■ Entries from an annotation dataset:
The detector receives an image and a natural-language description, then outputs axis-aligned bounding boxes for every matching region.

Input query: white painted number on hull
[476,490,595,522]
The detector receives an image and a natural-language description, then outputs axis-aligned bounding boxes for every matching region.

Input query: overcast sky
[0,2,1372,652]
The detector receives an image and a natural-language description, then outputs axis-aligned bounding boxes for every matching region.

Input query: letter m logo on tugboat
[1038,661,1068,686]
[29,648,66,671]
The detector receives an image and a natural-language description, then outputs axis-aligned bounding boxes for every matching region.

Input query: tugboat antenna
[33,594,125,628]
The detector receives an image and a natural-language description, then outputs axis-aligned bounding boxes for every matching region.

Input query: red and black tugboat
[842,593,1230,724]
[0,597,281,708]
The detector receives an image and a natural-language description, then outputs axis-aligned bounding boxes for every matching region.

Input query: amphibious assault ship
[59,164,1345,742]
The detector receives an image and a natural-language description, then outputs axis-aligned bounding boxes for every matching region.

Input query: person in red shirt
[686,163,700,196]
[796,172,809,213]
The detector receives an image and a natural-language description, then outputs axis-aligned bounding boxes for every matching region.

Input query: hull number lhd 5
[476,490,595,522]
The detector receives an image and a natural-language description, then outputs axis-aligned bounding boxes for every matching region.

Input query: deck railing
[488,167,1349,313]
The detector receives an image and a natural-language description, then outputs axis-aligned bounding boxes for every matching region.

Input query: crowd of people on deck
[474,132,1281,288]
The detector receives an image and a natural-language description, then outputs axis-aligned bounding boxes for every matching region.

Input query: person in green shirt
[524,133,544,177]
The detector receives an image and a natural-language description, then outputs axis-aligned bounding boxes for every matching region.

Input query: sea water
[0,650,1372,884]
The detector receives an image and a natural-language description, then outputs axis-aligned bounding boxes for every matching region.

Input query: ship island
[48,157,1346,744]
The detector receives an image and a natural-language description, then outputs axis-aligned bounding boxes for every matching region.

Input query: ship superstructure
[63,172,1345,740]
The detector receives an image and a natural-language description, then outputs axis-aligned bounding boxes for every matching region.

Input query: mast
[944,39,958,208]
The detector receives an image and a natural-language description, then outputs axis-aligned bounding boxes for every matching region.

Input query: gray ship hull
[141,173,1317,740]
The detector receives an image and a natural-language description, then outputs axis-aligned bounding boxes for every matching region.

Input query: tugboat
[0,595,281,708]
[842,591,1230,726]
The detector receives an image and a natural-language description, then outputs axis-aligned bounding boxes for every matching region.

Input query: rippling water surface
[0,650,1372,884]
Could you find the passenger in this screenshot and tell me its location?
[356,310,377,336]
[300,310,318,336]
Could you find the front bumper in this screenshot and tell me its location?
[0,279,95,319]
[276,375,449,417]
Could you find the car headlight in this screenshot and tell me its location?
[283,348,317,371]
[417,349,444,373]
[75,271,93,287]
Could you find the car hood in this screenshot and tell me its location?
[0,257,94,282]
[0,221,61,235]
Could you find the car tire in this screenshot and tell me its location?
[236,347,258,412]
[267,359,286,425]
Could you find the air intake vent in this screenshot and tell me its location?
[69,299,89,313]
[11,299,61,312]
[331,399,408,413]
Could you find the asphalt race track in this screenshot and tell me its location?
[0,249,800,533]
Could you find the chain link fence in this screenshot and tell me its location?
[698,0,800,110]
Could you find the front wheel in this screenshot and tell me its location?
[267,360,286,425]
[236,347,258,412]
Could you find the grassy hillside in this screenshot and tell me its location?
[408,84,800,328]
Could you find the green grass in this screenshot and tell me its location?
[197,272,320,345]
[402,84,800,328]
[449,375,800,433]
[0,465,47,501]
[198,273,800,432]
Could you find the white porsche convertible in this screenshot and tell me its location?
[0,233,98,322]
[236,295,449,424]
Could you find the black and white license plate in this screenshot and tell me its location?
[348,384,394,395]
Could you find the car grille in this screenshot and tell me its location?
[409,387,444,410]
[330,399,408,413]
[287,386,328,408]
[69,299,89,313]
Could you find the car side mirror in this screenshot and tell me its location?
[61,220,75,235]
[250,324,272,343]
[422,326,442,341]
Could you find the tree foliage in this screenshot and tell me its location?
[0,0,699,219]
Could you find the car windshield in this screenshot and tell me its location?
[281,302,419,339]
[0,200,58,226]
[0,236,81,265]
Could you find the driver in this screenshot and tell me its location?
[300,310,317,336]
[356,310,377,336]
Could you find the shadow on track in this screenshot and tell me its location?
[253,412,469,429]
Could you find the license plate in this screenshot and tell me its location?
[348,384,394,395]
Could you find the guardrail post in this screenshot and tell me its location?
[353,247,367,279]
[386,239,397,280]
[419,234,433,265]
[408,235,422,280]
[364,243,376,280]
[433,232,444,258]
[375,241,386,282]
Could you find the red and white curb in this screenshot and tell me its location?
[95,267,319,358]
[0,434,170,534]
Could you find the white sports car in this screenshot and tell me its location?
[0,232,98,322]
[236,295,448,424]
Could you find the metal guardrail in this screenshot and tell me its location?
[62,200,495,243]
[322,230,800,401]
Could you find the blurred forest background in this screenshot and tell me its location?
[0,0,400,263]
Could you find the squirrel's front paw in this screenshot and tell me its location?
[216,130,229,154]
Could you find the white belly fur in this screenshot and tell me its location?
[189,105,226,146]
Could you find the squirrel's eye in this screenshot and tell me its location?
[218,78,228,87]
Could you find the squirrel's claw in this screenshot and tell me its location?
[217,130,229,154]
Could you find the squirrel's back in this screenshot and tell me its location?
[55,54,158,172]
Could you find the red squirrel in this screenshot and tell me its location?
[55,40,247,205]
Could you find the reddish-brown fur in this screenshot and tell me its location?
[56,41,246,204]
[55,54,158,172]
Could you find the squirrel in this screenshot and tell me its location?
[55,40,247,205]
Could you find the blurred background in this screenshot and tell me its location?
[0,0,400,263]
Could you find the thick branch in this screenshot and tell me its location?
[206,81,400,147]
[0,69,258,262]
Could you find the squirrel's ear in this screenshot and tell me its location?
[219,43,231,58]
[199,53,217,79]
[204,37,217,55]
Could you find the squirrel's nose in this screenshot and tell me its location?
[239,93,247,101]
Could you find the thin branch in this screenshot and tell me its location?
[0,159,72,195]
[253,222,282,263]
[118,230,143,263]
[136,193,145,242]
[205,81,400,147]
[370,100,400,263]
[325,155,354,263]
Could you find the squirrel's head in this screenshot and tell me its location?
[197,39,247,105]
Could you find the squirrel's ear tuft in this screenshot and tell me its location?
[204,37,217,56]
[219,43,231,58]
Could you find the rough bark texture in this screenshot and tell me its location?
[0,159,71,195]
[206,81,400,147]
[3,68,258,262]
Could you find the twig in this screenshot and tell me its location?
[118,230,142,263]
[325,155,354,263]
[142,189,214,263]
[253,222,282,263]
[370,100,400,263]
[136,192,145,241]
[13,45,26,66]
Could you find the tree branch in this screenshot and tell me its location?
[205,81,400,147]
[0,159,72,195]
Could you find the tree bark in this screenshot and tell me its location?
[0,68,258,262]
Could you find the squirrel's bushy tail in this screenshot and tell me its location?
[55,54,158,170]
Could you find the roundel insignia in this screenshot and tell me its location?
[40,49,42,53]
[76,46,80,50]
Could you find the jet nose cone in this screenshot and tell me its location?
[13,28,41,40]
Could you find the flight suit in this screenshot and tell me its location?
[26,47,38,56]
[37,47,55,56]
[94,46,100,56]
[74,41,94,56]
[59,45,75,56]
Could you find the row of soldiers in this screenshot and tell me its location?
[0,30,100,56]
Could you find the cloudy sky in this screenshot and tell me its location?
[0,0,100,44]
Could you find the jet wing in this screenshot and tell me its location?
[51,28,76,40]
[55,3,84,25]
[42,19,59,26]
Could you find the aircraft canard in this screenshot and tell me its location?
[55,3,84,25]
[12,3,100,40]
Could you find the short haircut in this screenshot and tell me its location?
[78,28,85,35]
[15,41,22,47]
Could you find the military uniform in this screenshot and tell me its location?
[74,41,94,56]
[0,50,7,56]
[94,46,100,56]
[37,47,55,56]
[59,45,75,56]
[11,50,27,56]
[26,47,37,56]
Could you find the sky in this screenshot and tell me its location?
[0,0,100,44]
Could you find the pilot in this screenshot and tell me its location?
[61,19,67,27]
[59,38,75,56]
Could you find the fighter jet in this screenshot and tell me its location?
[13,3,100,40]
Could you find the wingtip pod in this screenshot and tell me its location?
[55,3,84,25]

■ TASK TO CARRY OUT: Please tally the lines of the records above that contain the string "nose", counting only matches with the same case. Reply with the number alone.

■ TASK RESPONSE: 2